## [Task objective]
List each line in the listing below that contains the word "stream", copying every such line in full.
# START OF Working data
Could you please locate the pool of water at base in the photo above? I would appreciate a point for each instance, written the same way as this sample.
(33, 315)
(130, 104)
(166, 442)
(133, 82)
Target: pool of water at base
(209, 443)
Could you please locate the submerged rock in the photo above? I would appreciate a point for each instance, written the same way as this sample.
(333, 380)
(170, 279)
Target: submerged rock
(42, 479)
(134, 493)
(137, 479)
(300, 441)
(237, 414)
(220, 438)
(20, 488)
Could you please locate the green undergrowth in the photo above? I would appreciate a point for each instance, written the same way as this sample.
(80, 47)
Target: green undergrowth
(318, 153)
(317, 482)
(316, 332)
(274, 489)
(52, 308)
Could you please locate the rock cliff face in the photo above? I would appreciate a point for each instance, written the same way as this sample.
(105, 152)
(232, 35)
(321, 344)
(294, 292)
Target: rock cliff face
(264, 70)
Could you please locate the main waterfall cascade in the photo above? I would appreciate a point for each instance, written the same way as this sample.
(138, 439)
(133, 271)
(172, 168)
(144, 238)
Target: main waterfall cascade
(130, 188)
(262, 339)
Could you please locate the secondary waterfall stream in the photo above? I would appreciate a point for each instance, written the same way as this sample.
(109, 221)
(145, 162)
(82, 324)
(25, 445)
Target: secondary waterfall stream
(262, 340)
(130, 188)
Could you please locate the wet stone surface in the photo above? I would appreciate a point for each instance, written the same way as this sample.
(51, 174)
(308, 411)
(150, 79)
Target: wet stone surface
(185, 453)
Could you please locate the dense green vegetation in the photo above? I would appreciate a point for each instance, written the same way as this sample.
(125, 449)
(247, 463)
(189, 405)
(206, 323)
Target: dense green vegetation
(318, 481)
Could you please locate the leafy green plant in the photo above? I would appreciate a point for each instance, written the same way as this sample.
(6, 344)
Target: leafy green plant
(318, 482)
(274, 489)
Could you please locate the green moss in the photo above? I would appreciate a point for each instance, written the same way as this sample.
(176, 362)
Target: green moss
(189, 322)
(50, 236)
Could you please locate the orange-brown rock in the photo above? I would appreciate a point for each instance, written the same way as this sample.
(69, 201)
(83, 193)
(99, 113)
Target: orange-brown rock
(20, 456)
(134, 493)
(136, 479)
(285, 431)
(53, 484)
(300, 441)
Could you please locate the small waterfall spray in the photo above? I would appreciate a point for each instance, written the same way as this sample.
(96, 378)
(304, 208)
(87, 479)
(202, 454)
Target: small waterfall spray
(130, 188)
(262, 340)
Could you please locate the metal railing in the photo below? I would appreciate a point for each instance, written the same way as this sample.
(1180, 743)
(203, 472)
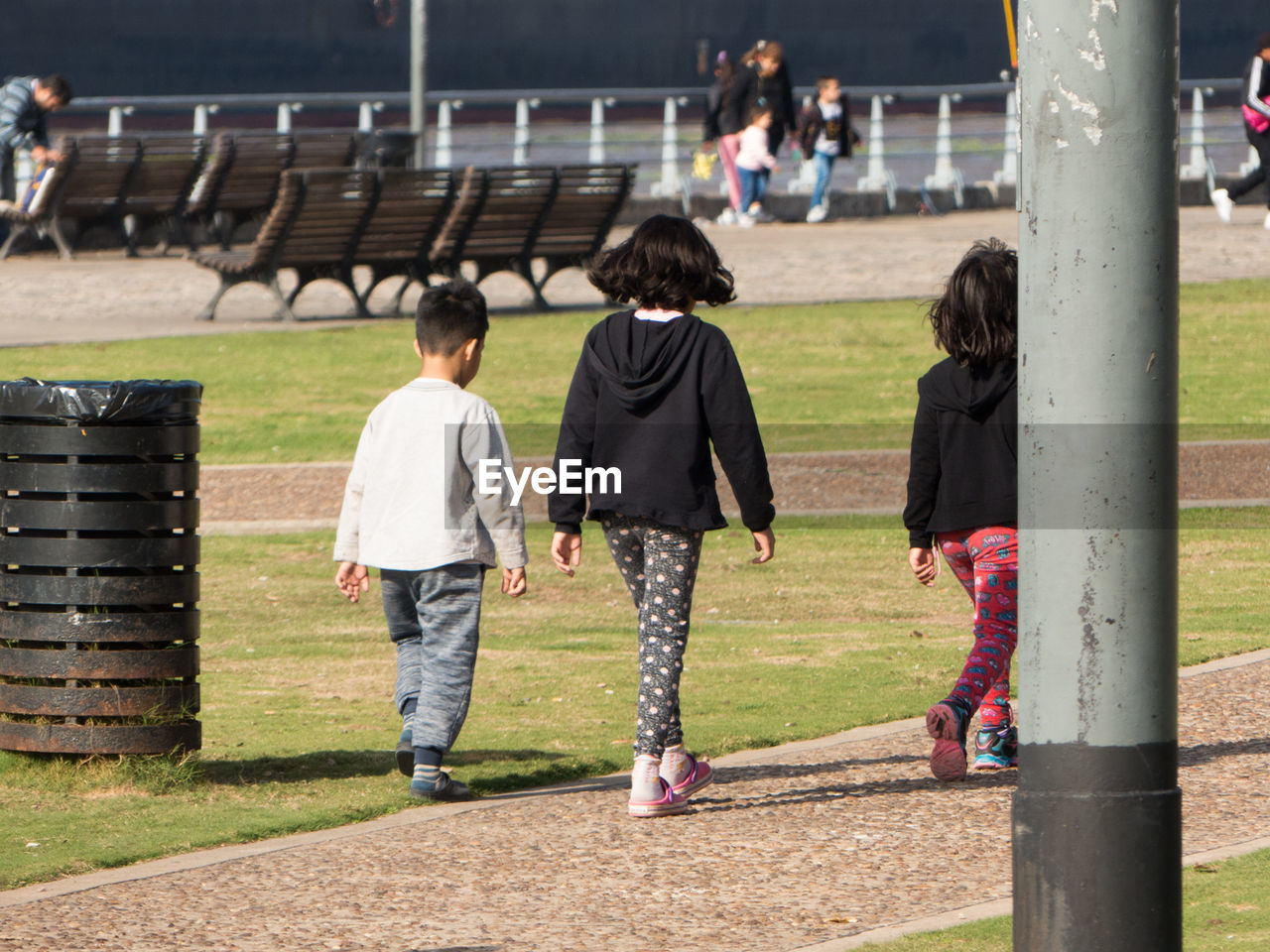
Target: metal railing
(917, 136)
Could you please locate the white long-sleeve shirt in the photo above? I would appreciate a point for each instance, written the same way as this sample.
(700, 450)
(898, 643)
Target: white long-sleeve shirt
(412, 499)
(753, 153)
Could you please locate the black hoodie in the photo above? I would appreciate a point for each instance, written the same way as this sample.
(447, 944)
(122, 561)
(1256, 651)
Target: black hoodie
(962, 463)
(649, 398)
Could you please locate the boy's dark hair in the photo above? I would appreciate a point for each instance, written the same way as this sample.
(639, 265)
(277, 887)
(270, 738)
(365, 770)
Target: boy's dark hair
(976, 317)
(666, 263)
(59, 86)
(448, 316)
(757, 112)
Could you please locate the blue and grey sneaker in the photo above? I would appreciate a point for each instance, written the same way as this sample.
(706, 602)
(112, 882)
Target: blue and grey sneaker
# END OF Working data
# START OF Working data
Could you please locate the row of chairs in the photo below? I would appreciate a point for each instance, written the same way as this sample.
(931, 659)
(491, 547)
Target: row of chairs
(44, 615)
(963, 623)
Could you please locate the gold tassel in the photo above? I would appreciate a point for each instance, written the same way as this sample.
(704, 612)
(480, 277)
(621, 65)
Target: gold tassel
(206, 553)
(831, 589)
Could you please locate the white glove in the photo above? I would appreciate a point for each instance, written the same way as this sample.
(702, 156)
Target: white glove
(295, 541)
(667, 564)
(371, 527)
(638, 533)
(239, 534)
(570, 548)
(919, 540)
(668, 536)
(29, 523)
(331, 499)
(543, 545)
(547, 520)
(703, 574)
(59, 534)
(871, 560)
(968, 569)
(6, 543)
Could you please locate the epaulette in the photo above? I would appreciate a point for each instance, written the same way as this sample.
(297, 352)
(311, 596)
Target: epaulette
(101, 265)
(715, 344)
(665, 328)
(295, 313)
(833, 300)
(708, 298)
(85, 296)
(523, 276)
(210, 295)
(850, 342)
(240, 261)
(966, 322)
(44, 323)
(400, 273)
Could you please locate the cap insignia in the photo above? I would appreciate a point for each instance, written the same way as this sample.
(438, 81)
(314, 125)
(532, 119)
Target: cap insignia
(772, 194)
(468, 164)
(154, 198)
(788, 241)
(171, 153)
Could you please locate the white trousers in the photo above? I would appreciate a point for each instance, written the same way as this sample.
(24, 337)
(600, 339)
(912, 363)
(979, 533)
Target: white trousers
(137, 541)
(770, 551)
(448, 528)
# END OF Working data
## [Task answer]
Could you please locate the secondary waterfall stream in the photo above? I would appreciate a point for each instance, written the same way as this sample.
Target: secondary waterfall stream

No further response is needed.